- _PROVIDED MATERIAL_

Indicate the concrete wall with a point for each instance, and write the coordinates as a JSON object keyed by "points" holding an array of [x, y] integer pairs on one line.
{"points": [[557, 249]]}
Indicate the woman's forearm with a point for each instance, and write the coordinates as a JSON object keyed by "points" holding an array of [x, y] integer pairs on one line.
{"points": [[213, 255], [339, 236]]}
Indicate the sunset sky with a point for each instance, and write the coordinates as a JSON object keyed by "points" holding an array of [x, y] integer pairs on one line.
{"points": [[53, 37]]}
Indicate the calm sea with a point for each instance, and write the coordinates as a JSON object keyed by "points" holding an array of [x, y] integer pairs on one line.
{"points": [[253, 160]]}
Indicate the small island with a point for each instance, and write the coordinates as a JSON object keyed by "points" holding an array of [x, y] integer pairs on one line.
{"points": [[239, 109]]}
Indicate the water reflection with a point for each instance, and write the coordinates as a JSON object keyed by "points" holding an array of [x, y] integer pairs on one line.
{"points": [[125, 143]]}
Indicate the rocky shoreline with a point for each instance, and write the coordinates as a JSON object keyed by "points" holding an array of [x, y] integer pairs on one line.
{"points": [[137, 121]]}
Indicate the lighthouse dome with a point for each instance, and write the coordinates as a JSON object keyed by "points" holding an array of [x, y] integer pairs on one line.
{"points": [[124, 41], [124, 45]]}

* * *

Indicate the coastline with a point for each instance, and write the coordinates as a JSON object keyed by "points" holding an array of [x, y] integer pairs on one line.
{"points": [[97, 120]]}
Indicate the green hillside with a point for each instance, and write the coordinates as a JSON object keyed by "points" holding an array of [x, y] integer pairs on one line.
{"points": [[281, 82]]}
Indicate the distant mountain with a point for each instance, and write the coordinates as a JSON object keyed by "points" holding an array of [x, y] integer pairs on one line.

...

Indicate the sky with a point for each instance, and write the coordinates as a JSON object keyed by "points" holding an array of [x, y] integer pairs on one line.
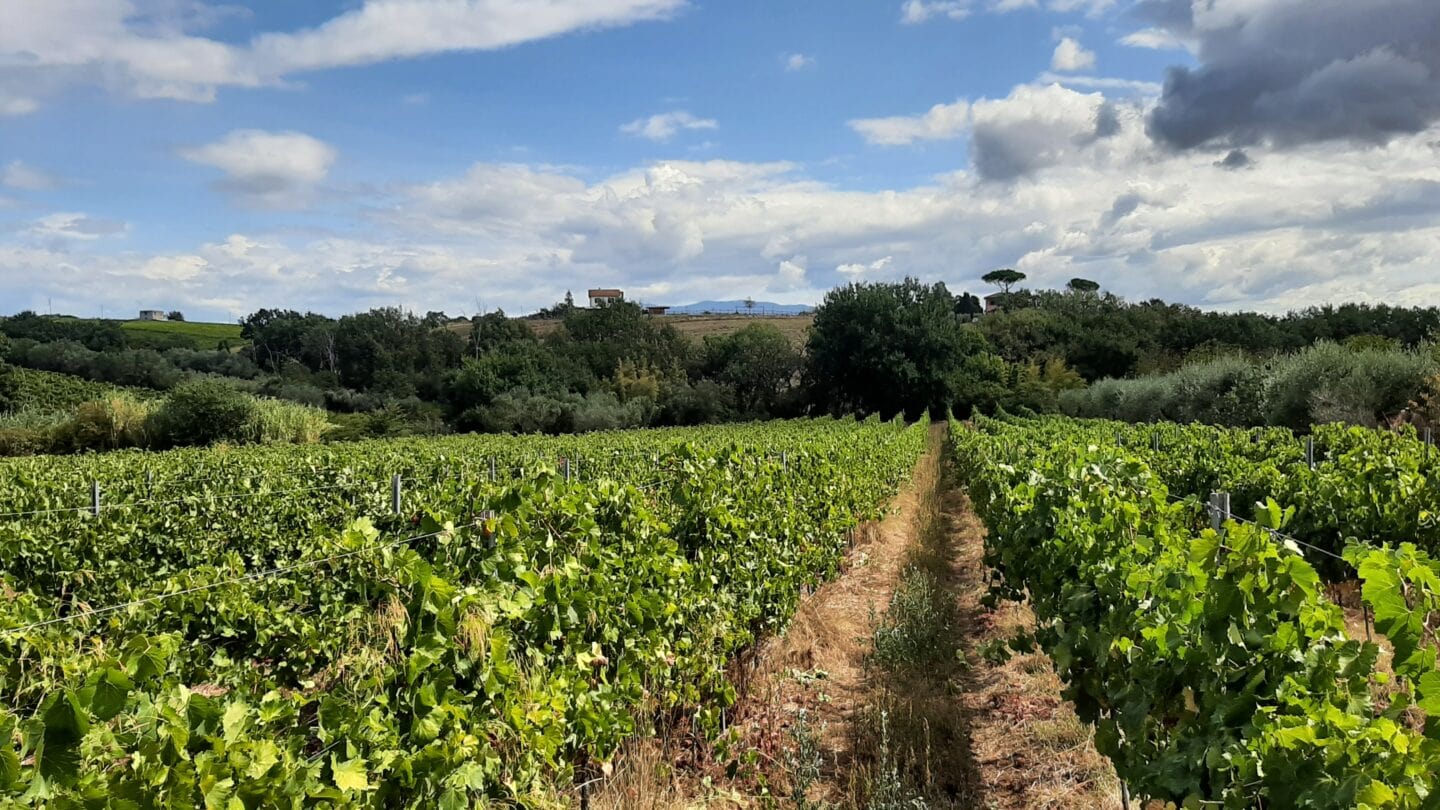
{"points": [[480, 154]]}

- _PROBLEM TO WORK ON_
Collect every line of the data above that contains the word "water", and copy each of those lines in full. Case counts, so only exact matches qualify.

- _EXERCISE SOLUTION_
Indicate the water reflection with a point for each instance, and write the coordinates as a JSON object keyed by "points" holding an array of [x, y] integer pairs on one line.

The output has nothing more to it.